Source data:
※ ※ ※

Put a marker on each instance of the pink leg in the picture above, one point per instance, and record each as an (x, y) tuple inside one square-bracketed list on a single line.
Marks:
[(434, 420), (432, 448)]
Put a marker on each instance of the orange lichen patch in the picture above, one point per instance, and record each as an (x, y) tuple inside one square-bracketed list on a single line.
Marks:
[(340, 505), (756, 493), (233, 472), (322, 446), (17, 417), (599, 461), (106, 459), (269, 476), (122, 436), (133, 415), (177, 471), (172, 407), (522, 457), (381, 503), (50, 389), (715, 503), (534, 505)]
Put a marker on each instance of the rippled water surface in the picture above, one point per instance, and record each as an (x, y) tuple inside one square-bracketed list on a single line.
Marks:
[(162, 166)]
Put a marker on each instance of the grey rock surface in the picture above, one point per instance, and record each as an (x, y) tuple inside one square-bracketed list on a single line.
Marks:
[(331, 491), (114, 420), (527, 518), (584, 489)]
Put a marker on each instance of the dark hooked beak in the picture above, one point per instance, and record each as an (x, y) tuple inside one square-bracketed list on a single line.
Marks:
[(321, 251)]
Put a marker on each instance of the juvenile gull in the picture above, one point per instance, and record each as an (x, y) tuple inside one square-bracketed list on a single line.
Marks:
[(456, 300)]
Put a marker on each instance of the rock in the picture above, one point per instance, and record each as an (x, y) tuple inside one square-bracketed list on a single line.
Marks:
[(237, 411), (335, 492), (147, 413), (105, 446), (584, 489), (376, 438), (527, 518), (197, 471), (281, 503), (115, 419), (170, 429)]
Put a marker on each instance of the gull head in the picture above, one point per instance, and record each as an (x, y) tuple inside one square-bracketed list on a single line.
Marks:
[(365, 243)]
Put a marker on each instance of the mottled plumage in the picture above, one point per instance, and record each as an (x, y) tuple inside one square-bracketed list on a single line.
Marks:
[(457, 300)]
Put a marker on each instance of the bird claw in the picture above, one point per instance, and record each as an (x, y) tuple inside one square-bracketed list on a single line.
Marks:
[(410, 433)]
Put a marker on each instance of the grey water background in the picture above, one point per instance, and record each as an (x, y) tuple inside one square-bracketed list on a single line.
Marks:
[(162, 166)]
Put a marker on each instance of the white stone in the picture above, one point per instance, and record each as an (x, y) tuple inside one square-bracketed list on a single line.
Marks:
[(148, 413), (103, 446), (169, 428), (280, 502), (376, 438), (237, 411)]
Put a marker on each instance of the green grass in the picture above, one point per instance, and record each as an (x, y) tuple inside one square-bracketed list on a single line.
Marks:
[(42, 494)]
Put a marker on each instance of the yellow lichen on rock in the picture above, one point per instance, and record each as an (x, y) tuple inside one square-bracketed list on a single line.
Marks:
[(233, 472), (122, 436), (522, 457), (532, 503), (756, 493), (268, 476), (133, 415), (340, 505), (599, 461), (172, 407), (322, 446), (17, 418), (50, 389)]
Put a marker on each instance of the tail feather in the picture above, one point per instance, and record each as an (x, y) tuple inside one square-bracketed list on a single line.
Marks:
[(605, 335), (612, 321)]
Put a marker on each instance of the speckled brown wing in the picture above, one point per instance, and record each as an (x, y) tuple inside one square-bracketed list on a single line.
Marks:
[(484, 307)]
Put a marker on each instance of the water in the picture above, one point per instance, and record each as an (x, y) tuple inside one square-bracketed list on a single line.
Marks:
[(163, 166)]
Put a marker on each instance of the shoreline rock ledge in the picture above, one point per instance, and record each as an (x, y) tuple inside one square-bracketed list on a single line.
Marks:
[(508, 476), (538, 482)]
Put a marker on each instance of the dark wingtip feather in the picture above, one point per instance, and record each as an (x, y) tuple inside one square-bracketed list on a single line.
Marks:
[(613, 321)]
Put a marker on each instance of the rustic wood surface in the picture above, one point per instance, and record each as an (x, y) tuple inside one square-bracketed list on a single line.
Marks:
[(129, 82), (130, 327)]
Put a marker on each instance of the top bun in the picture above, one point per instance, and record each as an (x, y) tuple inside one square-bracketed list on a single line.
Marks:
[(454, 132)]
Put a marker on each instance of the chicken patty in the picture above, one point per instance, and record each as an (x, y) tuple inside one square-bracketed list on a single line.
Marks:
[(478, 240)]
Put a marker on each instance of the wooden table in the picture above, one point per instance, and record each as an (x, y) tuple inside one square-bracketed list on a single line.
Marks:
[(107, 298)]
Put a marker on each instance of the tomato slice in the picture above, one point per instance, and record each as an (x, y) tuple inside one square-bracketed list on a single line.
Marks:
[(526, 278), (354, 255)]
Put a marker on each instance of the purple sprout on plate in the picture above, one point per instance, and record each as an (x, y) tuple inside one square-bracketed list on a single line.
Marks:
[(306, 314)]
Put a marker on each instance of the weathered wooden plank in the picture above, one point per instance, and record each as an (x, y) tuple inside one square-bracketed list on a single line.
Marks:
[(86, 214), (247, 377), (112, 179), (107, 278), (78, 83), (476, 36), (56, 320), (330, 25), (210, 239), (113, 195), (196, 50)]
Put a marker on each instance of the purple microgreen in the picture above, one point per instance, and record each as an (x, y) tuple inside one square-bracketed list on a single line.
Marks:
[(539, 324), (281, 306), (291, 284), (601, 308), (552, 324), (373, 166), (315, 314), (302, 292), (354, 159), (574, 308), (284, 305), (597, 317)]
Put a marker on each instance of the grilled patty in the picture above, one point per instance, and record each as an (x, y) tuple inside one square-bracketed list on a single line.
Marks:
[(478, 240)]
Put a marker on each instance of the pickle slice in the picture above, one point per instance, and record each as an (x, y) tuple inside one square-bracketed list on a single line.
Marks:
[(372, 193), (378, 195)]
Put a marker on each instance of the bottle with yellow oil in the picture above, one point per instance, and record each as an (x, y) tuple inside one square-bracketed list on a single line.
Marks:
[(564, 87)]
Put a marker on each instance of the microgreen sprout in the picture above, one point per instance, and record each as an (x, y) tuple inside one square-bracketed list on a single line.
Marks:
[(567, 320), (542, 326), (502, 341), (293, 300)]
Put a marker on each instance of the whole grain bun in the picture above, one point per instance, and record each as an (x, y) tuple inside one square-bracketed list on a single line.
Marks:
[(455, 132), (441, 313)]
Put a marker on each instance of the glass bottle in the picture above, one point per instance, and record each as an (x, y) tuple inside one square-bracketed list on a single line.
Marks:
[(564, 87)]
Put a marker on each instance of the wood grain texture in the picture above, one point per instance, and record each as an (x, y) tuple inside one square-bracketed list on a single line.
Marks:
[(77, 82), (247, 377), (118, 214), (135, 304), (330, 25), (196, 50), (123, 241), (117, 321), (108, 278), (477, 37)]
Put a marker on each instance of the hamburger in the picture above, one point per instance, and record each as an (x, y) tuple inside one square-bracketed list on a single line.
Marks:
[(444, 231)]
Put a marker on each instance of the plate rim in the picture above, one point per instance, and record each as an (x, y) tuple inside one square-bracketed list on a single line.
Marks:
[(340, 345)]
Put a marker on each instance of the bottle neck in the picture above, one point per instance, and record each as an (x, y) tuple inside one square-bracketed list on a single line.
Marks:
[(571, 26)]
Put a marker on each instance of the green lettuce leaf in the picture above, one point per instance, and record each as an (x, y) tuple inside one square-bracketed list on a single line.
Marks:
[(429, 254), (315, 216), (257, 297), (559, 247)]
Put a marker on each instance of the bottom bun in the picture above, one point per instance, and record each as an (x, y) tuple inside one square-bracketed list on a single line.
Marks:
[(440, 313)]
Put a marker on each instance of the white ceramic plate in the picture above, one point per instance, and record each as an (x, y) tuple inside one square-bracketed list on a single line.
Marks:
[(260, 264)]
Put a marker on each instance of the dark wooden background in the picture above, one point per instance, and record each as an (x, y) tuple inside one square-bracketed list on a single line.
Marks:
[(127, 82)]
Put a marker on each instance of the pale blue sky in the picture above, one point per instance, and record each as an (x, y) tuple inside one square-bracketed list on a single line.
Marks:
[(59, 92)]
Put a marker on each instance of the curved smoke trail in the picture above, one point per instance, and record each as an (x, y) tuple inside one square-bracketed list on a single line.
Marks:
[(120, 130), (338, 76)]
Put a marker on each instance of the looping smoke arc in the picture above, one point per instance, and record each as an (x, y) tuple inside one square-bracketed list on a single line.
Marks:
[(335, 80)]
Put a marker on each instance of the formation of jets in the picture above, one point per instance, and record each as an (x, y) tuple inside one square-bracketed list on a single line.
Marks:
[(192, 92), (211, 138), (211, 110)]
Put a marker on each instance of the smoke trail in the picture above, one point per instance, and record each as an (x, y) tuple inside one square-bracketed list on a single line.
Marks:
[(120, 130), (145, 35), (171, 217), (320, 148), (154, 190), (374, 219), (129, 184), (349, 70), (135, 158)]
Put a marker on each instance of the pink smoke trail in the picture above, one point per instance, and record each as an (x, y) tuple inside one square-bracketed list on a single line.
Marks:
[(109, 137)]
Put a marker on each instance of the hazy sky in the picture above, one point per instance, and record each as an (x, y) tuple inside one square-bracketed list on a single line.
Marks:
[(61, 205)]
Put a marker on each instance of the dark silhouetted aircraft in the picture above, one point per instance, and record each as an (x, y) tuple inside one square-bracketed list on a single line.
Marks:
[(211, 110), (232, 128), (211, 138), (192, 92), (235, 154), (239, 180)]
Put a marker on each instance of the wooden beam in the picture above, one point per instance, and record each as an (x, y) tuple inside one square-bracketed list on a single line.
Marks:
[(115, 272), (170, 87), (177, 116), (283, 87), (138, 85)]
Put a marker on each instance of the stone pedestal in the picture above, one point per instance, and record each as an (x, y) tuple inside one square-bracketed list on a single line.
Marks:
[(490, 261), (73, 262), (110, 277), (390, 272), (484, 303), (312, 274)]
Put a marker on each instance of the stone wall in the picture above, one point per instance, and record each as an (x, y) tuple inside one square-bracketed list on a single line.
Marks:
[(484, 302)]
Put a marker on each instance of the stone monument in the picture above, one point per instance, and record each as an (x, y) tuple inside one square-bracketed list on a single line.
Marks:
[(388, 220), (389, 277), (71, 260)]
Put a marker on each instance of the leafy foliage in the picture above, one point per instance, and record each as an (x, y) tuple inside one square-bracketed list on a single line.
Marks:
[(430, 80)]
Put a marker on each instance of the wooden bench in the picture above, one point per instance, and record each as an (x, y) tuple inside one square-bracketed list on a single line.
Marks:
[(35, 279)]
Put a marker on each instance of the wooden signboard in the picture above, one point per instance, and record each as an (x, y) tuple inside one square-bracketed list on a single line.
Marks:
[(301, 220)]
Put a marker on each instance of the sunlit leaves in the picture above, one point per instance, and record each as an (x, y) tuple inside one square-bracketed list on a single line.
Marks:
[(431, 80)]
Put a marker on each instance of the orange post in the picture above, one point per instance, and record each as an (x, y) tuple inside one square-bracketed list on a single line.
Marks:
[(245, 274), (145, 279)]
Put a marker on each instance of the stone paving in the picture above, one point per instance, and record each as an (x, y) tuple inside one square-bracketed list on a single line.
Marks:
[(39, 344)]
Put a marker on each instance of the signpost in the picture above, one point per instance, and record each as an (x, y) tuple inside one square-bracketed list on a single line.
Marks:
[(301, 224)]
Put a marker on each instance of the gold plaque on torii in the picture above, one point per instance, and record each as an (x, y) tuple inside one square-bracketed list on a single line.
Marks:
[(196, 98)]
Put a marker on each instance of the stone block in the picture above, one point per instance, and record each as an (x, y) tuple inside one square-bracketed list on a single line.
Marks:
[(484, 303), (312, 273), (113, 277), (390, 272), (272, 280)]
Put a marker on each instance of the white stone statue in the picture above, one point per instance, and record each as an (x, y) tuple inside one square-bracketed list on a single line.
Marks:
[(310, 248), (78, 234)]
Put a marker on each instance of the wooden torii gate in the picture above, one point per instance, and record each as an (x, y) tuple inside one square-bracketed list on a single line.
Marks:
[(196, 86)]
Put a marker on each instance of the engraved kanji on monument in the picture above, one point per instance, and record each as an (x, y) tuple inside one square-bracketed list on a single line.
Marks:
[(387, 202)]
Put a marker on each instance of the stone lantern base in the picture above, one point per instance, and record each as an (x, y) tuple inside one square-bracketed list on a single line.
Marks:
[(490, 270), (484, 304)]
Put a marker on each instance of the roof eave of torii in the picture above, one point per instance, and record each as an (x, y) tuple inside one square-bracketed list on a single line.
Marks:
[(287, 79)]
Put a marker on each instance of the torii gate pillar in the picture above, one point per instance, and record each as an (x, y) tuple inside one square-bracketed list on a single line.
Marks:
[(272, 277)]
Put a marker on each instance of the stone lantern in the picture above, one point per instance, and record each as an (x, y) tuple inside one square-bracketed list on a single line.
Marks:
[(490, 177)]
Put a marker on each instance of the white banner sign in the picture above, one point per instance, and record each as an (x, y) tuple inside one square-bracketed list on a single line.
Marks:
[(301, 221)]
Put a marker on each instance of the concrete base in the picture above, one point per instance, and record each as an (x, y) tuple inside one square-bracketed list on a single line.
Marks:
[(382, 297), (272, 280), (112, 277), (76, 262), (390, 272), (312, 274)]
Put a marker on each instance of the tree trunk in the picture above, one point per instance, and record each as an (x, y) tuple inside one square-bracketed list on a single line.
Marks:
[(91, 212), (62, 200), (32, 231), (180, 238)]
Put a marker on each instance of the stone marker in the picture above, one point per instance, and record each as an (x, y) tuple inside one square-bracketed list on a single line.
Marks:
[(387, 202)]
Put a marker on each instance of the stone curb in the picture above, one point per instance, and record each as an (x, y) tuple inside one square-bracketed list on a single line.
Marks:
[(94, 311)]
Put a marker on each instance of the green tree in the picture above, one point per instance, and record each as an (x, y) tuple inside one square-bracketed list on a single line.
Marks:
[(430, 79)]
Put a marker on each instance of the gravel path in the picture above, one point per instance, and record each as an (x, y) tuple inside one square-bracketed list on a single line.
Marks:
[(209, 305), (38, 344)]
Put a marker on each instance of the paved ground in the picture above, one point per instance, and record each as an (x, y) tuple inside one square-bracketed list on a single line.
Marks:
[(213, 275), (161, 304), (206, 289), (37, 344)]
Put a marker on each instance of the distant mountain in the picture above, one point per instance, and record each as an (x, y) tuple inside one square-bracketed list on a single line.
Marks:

※ ※ ※

(Exercise brief): Reproduce the rows from the start through the line that contains "[(434, 420), (432, 448)]", changing "pink leg" to "red leg" and keeping everything else unchanged.

(Expected answer):
Put a marker on each instance of the red leg in the picture above, one point per instance, and record each as an (x, y) tuple inside one square-bracketed list on a single line.
Marks:
[(434, 420), (432, 448)]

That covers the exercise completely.